═══ DOCUMENT SEGMENT

Now, 30,000 facts later, and after becoming one of the UK’s most popular podcasts, No Such Thing As A Fish is coming to Scotland.
Hosts Dan, James, Anna and Andy are celebrating their 10th anniversary as podcasters with a world tour.
The podcast will stop off at The Playhouse in Edinburgh on 14 August and the King’s Theatre, Glasgow, on 17 September.
And to celebrate their up-coming tour, the hosts have shared their top ten facts about Scotland.
Ten facts you didn’t know about Scotland:
1. In 1715, a group of Jacobite rebels failed to take Edinburgh Castle because their rope ladders were six feet too short.
2. The patron saint of Edinburgh is Saint Giles who is also the patron saint of breastfeeding and people afraid of the dark. The patron saint of Glasgow is St Mungo, who died of shock after getting into a very hot bath.
3. Glasgow was once voted the friendliest and the most dangerous city in the UK in the same year.
4. In the 7th century, it was illegal in Scotland to dress as a horse and to dance anti-clockwise in January.
5. In the 1960s, the RAF was forced to ban Tunnock’s teacakes from flights, as they had an unfortunate tendency to explode at altitude.
6. In 1599 two groups from either side of the England-Scotland border organised a game of football. Three Englishmen were killed, thirty were taken prisoner, and ‘many were sore hurt, especially John Whytfield whose bowels came out, but were sowed up again.’
7. Scottish tourism loses more than £200 million a year due to midges.
8. According to a law of 1656, chicken owners in the Scottish Borders had to give their chickens clogs.
9. There’s a town near Aberdeen called Lost. People sometimes get lost there, because the Lost sign is often lost.
10. The word ‘wow’ was popular in Scotland for 400 years before it caught on in the rest of the English-speaking world.
Facts from the last 3,653 days:
Meerkats can turn their bottoms inside out.
The Great Wall of China is held together by sticky rice.
Britain exports over 50,000 boomerangs every year to Australia.
Before she became famous, Marilyn Monroe was named Artichoke Queen and Miss Cheesecake.
Charles Darwin invented the office chair.
Harry Houdini’s dog was a professional escape artist.
From 1841 to 1851, the MP for Thirsk thought he was a bird. He was replaced by a man who was killed by a turnip.
The World Chicken Congress has taken place in the cities of Kiev, Turkey and Brest.
The maximum PDF file you can send is bigger than Belgium.
The word ‘wow’ was popular in Scotland for 400 years before it caught on in the rest of the English-speaking world.
And for a 10th birthday bonus: Blowing out the candles on a cake increases the number of bacteria on it by 1,400%.

══════

* ACTIVITY: According to the podcast tour article, why did the Jacobite rebels fail to take Edinburgh Castle in 1715?

═══ SUPPLIED INFORMATION

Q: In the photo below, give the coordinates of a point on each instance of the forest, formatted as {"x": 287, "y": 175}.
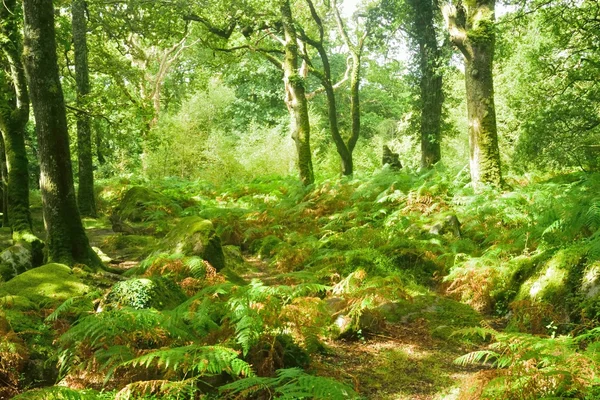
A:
{"x": 300, "y": 199}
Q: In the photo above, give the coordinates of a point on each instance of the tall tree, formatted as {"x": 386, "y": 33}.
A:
{"x": 356, "y": 51}
{"x": 296, "y": 95}
{"x": 344, "y": 148}
{"x": 85, "y": 193}
{"x": 66, "y": 238}
{"x": 14, "y": 115}
{"x": 472, "y": 30}
{"x": 430, "y": 79}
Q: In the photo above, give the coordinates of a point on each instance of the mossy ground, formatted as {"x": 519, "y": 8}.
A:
{"x": 297, "y": 261}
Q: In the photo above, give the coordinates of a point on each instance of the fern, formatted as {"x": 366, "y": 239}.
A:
{"x": 201, "y": 360}
{"x": 78, "y": 304}
{"x": 59, "y": 393}
{"x": 291, "y": 384}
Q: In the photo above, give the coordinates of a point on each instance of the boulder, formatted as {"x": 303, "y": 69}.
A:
{"x": 390, "y": 158}
{"x": 195, "y": 236}
{"x": 50, "y": 283}
{"x": 153, "y": 292}
{"x": 14, "y": 261}
{"x": 139, "y": 203}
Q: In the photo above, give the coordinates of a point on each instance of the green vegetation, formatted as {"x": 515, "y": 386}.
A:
{"x": 299, "y": 199}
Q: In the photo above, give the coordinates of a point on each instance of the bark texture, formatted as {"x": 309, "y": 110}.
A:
{"x": 472, "y": 30}
{"x": 430, "y": 81}
{"x": 66, "y": 239}
{"x": 324, "y": 76}
{"x": 85, "y": 193}
{"x": 296, "y": 96}
{"x": 14, "y": 115}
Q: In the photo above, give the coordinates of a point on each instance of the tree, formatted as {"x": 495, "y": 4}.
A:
{"x": 343, "y": 148}
{"x": 85, "y": 193}
{"x": 430, "y": 79}
{"x": 472, "y": 31}
{"x": 296, "y": 95}
{"x": 66, "y": 238}
{"x": 256, "y": 33}
{"x": 356, "y": 51}
{"x": 14, "y": 115}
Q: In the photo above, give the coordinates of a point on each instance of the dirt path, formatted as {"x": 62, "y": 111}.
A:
{"x": 401, "y": 361}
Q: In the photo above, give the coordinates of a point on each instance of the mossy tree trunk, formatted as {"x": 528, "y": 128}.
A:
{"x": 324, "y": 76}
{"x": 472, "y": 30}
{"x": 356, "y": 50}
{"x": 431, "y": 99}
{"x": 4, "y": 184}
{"x": 296, "y": 95}
{"x": 67, "y": 242}
{"x": 85, "y": 193}
{"x": 14, "y": 115}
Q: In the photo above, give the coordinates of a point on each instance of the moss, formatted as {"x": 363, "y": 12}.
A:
{"x": 154, "y": 292}
{"x": 131, "y": 246}
{"x": 483, "y": 31}
{"x": 142, "y": 204}
{"x": 266, "y": 247}
{"x": 16, "y": 303}
{"x": 52, "y": 283}
{"x": 195, "y": 236}
{"x": 550, "y": 282}
{"x": 14, "y": 261}
{"x": 442, "y": 314}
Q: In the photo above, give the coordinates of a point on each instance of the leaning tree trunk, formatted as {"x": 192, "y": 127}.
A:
{"x": 483, "y": 136}
{"x": 431, "y": 81}
{"x": 67, "y": 242}
{"x": 356, "y": 50}
{"x": 296, "y": 96}
{"x": 4, "y": 176}
{"x": 13, "y": 120}
{"x": 85, "y": 193}
{"x": 472, "y": 31}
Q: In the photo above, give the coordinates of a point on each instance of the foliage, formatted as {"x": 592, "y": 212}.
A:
{"x": 531, "y": 367}
{"x": 290, "y": 384}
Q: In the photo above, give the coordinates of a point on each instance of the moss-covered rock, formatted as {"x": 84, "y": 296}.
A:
{"x": 141, "y": 204}
{"x": 14, "y": 261}
{"x": 553, "y": 280}
{"x": 195, "y": 236}
{"x": 50, "y": 283}
{"x": 153, "y": 292}
{"x": 133, "y": 247}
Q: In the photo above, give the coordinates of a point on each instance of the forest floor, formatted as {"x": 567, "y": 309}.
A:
{"x": 401, "y": 361}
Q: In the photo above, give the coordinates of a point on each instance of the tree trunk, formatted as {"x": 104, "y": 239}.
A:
{"x": 340, "y": 145}
{"x": 67, "y": 242}
{"x": 483, "y": 136}
{"x": 13, "y": 119}
{"x": 85, "y": 193}
{"x": 4, "y": 175}
{"x": 472, "y": 31}
{"x": 430, "y": 81}
{"x": 296, "y": 96}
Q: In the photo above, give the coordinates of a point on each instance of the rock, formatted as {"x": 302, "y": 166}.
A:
{"x": 103, "y": 257}
{"x": 451, "y": 224}
{"x": 390, "y": 158}
{"x": 153, "y": 292}
{"x": 139, "y": 202}
{"x": 195, "y": 236}
{"x": 14, "y": 261}
{"x": 51, "y": 283}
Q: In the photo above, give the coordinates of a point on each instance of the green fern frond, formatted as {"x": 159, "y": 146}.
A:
{"x": 77, "y": 303}
{"x": 292, "y": 384}
{"x": 202, "y": 360}
{"x": 475, "y": 357}
{"x": 163, "y": 388}
{"x": 58, "y": 393}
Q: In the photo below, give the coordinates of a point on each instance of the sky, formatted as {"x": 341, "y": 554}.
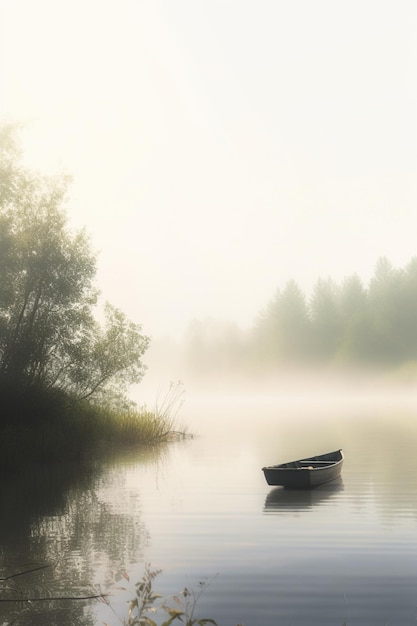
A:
{"x": 220, "y": 148}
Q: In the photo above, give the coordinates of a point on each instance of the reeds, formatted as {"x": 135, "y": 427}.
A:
{"x": 83, "y": 430}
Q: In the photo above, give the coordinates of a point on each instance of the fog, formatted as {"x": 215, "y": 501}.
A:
{"x": 219, "y": 149}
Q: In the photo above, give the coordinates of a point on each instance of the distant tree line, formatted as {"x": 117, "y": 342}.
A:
{"x": 339, "y": 323}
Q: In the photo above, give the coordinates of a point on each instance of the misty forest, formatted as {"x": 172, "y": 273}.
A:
{"x": 56, "y": 359}
{"x": 345, "y": 324}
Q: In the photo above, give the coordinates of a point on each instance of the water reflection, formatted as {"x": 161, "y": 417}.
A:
{"x": 73, "y": 519}
{"x": 280, "y": 500}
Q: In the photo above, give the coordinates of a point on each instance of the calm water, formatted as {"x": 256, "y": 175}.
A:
{"x": 202, "y": 511}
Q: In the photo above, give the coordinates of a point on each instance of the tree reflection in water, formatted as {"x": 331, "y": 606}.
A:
{"x": 63, "y": 517}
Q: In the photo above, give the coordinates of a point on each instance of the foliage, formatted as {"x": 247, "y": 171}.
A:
{"x": 49, "y": 337}
{"x": 347, "y": 323}
{"x": 146, "y": 602}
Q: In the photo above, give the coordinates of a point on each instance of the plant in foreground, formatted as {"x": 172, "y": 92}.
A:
{"x": 147, "y": 602}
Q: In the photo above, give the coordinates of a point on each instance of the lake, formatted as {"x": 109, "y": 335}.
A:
{"x": 201, "y": 511}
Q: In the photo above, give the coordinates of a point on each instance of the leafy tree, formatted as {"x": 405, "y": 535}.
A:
{"x": 49, "y": 337}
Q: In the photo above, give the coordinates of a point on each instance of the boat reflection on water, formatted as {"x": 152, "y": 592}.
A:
{"x": 280, "y": 500}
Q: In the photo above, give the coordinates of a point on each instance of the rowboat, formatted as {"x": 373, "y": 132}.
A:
{"x": 306, "y": 473}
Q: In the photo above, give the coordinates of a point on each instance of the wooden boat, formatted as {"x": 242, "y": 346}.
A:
{"x": 306, "y": 473}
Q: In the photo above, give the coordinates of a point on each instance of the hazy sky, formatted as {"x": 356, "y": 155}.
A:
{"x": 221, "y": 147}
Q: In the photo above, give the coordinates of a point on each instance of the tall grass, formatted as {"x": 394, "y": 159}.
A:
{"x": 85, "y": 429}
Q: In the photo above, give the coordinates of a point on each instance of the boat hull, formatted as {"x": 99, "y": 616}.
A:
{"x": 305, "y": 473}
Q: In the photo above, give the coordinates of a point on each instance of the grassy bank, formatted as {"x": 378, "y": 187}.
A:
{"x": 54, "y": 429}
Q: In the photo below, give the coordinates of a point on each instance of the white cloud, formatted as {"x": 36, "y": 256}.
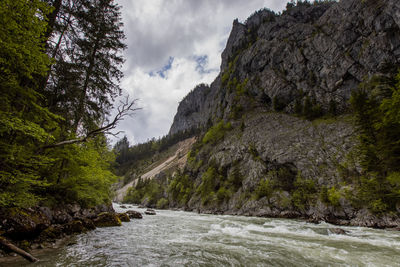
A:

══════

* ANSWER BELOW: Their rope ladders were six feet too short.